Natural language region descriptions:
----------

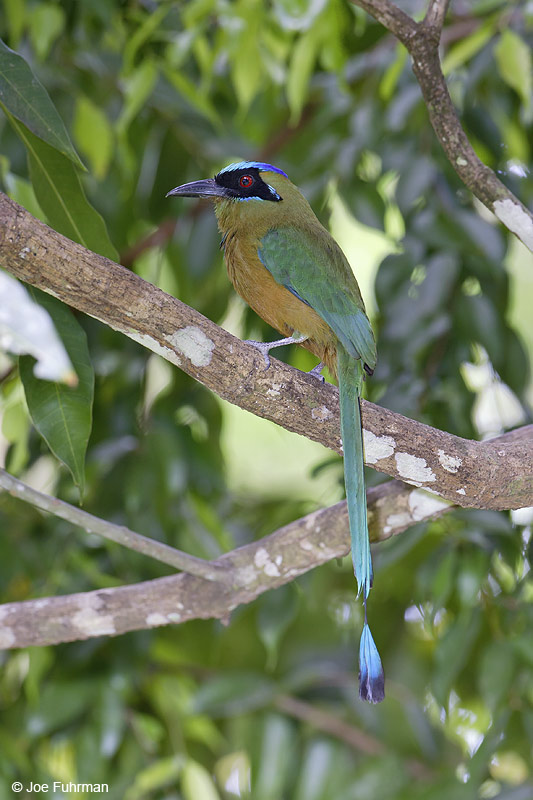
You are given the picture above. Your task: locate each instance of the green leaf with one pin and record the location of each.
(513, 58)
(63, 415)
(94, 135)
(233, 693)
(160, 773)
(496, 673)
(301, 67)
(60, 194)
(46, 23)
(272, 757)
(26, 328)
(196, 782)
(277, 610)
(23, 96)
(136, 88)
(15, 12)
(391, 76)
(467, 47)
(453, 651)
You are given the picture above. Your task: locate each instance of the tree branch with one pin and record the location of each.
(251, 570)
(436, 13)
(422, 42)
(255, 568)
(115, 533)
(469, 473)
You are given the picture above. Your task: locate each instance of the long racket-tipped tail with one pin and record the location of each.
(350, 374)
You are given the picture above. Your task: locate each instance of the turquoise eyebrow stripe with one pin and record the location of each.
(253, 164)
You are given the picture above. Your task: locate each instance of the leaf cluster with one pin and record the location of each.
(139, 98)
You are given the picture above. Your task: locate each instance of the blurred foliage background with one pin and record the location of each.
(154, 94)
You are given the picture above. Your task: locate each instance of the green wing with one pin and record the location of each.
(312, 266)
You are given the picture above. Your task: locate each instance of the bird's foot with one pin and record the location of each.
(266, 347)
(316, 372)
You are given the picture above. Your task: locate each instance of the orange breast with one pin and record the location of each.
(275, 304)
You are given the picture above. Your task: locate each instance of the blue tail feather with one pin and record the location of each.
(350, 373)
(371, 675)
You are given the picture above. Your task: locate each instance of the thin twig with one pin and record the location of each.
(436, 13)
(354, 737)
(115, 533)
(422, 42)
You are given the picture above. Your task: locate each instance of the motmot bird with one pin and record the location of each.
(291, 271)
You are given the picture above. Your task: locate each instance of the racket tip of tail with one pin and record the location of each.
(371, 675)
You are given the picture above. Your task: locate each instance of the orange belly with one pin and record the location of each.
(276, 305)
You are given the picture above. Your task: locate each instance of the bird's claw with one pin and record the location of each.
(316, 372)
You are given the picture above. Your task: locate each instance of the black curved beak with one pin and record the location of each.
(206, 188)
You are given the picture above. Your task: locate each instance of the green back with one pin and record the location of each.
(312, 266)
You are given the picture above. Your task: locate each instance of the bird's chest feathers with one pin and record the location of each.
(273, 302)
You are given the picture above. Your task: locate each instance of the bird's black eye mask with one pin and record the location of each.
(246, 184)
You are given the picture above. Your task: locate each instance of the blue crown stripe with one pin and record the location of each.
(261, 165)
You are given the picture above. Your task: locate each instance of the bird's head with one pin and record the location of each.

----------

ASSIGNMENT: An exact copy of the records above is needed, with the pictures removed.

SOLUTION TO THE EXERCISE:
You are given the picture above. Your task: locate each instance of the green leaf with one pin and record the location of each.
(513, 58)
(63, 415)
(94, 135)
(233, 693)
(160, 773)
(496, 673)
(301, 67)
(60, 194)
(46, 23)
(272, 757)
(26, 328)
(196, 782)
(277, 610)
(23, 96)
(136, 88)
(15, 12)
(391, 76)
(467, 47)
(453, 651)
You are given the picture above. Your task: locate each instance of the tree branch with one pin and record the location of each.
(251, 570)
(436, 13)
(422, 42)
(255, 568)
(115, 533)
(469, 473)
You are given the picture above. Your task: locate each instance of the long racket-tipped tail with one pin and record the location of each.
(350, 374)
You are given the picture above. Your task: locate each instance of the turquoise eyebrow stripe with one pin and record the location of each.
(253, 164)
You are given the picture above. Your task: locate each instance of the leaf cluster with one pin and record the location of each.
(139, 98)
You are given the picture above. Your task: locate each instance of the blurred foliage background with one pin and record the location of each.
(154, 94)
You are given the picture above. Your task: locate each instance of the green wing with one pin and record the location of each.
(312, 266)
You are given the picture above. Your task: locate each instance of the bird's foot with one pin and record the location of each.
(266, 347)
(316, 372)
You are given the picture above. Your task: locate each instance of the orange breast with one pin and record the location of each.
(275, 304)
You are given the picture above. Your task: locate each instance of the blue tail feather with one pin and record the location of each.
(350, 373)
(371, 675)
You are given the picture above. Your task: locate each instance of the thin twig with one pin and record the location of each.
(436, 13)
(354, 737)
(115, 533)
(422, 42)
You are given the picture above. Your task: locate each instance of the motmot bird with one pin and record the location of each.
(291, 271)
You are given the picture above. Your task: locate each instance of the racket tip of tail with one pin and record the location of each.
(371, 675)
You are given the picture above. Your task: locate each instance of the orange belly with one pin and record the location of each.
(276, 305)
You are given the picture above. Your task: locate each instance of the bird's claw with one pin and record the location of each.
(316, 372)
You are given the picture above. Your task: locate each instance of the black curved beak with one pin and record the location of each.
(206, 188)
You are given the picture above. Your task: locate each instance of the green back with one pin and record the location of each.
(312, 266)
You are given the picture above. Your task: locate each instance of the bird's chest feathers with one pin and record the location of each.
(273, 302)
You are given the picture above. Your task: locate each instance of the bird's black eye mask with one pin and record the location of each.
(246, 184)
You are given the picture above. Your task: locate each instance of the blue crown stripe with one pin and record the location of each.
(261, 165)
You are given the picture above. Your task: locate each instance of the bird's head with one pin and record the location of each.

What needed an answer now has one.